> _Problem statement_:
Reproduce each of the records below word for word, keeping every line in its original order.

> _Records shown_:
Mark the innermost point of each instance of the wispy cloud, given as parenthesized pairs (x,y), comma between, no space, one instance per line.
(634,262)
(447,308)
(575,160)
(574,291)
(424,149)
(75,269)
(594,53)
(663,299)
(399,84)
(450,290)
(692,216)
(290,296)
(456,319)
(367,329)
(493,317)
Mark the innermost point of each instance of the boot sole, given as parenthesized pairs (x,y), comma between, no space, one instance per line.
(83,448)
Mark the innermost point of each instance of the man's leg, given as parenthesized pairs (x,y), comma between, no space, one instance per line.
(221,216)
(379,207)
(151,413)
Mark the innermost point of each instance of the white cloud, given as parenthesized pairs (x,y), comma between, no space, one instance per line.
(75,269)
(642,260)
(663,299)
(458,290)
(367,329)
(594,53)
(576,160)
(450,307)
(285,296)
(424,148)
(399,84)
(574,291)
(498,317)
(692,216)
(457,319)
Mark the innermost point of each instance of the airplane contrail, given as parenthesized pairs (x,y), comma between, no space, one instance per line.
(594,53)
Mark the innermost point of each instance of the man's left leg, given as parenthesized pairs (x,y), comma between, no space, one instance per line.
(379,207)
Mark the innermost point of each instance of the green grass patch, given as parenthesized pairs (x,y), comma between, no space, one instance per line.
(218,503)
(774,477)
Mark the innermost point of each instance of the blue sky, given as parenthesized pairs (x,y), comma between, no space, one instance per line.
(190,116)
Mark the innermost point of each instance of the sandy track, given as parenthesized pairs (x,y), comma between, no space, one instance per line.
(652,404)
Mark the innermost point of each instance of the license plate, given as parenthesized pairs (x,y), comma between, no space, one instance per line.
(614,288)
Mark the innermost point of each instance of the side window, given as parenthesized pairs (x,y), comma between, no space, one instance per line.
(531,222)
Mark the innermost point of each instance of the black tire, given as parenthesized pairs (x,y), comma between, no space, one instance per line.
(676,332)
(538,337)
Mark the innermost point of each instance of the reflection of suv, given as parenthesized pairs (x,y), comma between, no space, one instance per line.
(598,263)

> _Exercise result_:
Mark the innermost point of each instance of the wispy cloud, given as parenthesized pairs (x,y), comma between, no space, one instance per line.
(634,262)
(447,308)
(575,160)
(574,291)
(424,149)
(75,269)
(594,53)
(663,299)
(399,84)
(450,290)
(692,216)
(290,296)
(456,319)
(367,329)
(493,317)
Mark the innermost point of each instance of the boot sole, given as parenthesized pairs (x,y), comma between, no space, one instance per line.
(83,448)
Mark the innermost point of each instance of the man's leg, given as parenthesized pairs (x,y), comma between, no space, one instance per line.
(221,216)
(379,207)
(151,413)
Mark the innermost point of each instance of the white cloud, given as parenthesized pairs (x,y), comma between, no space, one instance per line.
(75,269)
(642,260)
(663,299)
(458,290)
(367,329)
(594,53)
(576,160)
(450,307)
(285,296)
(424,148)
(399,84)
(574,291)
(498,317)
(692,216)
(457,319)
Mark the innermost point of each instance of the airplane contrail, given as parenthesized pairs (x,y), comma between, no space, one instance per line.
(594,53)
Mark the innermost point of each instance of the man's left leg, given as parenthesized pairs (x,y), comma between, no space, one instance per line.
(379,207)
Mark the innermost point of each instance of the green grass patch, given as parenthesized pairs (x,y), comma between, no space, one instance per line.
(218,503)
(774,477)
Mark the innermost point of each instance of the blue sky, given as parenthesized pairs (x,y), comma between, no space, one instance per line.
(190,116)
Mark the innermost point of each instance of the sandy track, given as parenthesized pairs (x,y), comma between, no space, one instance per line.
(652,404)
Mark the innermost point of each instance of the license plate, given as parenthesized pairs (x,y), comma between, no space, one instance per line.
(614,288)
Mark the innermost point of each instance of the side window, given as parenthesized pairs (x,y), comma between, no space, one instance per line.
(531,222)
Mark the innermost point of each instance of the black tire, given as parenthesized pairs (x,y), comma between, no space, one instance per line.
(676,332)
(538,337)
Mark the innermost point of each instance of the reflection of suv, given as parenthesized pairs (x,y), comma between, no space, one instance per line.
(598,263)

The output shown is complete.